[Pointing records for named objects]
----

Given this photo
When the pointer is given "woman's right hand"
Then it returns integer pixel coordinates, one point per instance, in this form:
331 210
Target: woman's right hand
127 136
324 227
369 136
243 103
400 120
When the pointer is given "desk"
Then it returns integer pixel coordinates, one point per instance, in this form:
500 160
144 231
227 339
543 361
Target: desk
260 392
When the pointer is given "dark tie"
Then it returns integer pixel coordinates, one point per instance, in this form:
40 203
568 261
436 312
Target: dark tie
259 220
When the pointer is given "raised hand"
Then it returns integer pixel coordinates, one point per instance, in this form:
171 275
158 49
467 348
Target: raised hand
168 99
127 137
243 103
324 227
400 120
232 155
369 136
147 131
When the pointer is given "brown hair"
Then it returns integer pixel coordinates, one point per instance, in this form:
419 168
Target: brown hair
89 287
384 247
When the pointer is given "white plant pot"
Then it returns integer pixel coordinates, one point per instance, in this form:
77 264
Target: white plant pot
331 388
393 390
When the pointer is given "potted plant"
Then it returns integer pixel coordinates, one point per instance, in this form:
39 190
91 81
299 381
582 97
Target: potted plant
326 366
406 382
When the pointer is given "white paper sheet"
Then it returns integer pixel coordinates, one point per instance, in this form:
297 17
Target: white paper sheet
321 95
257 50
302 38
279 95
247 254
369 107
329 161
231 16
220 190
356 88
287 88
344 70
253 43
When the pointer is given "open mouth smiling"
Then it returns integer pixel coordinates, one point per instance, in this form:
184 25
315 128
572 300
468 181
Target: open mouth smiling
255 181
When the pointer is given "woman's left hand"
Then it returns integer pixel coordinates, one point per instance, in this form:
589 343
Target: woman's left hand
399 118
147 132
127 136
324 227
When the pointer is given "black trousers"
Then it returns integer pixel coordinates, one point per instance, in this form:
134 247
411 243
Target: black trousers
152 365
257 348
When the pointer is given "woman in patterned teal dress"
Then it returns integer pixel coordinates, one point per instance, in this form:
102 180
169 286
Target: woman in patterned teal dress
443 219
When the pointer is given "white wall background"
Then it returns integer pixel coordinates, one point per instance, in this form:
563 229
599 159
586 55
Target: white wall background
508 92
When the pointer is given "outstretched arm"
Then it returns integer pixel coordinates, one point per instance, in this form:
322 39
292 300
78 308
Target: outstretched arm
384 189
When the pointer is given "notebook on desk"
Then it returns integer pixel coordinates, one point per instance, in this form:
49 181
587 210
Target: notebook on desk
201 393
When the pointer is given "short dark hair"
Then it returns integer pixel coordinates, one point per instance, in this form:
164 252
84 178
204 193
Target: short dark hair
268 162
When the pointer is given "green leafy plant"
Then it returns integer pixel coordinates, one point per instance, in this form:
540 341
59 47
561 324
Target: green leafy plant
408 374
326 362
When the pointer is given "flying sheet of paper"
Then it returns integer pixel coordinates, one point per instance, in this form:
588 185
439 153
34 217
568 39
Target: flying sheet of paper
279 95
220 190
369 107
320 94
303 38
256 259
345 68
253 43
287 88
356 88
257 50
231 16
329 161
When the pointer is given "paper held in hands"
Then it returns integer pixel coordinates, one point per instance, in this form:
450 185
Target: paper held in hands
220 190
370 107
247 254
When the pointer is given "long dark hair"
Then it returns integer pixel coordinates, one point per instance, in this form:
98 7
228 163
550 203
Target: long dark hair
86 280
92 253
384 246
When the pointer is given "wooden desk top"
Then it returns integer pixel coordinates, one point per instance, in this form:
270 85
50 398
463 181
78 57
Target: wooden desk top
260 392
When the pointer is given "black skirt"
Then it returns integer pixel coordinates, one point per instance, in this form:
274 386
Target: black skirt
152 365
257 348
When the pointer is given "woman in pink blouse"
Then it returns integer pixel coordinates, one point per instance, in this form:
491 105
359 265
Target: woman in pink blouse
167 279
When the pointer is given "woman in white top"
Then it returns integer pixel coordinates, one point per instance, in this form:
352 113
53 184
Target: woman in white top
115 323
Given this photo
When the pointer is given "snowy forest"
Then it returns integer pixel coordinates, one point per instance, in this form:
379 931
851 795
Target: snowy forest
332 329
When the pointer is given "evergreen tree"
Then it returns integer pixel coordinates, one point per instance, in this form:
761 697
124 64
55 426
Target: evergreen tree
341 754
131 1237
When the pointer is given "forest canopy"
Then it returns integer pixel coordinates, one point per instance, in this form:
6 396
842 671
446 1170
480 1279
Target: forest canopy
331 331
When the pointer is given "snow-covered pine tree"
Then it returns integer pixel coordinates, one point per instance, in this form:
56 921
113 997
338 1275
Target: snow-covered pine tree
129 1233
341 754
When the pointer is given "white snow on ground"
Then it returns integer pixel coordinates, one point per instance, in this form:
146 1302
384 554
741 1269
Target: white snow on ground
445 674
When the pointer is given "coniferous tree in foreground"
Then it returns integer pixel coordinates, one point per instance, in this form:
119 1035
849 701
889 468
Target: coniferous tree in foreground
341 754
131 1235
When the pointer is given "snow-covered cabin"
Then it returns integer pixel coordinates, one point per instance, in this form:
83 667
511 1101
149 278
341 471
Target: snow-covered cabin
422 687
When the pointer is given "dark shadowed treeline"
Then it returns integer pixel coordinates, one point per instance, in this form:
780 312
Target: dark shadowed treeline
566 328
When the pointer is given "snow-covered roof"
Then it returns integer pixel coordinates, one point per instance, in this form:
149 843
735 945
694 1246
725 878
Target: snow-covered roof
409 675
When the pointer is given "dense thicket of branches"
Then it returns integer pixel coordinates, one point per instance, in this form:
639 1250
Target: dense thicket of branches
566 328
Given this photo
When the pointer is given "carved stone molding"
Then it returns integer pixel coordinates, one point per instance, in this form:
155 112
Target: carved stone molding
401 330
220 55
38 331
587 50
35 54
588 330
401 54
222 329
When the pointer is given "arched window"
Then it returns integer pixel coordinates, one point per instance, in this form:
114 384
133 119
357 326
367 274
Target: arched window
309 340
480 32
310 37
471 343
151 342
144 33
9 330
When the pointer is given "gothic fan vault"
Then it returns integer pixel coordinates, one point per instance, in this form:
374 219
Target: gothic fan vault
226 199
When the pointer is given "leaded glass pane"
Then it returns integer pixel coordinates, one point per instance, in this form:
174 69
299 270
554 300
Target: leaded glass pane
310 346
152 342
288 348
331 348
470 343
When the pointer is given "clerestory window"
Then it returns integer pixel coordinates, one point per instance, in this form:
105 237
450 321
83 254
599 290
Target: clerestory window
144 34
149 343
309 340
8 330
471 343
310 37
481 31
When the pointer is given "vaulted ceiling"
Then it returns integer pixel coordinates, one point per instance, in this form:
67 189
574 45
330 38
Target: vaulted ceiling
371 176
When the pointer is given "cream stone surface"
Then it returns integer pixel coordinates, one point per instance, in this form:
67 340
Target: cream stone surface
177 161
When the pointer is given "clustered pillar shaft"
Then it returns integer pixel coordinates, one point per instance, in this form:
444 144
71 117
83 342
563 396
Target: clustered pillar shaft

----

=== The request ===
How many lines of the items above contain the string "pane"? Reply with the number alone.

=== Right answer ===
2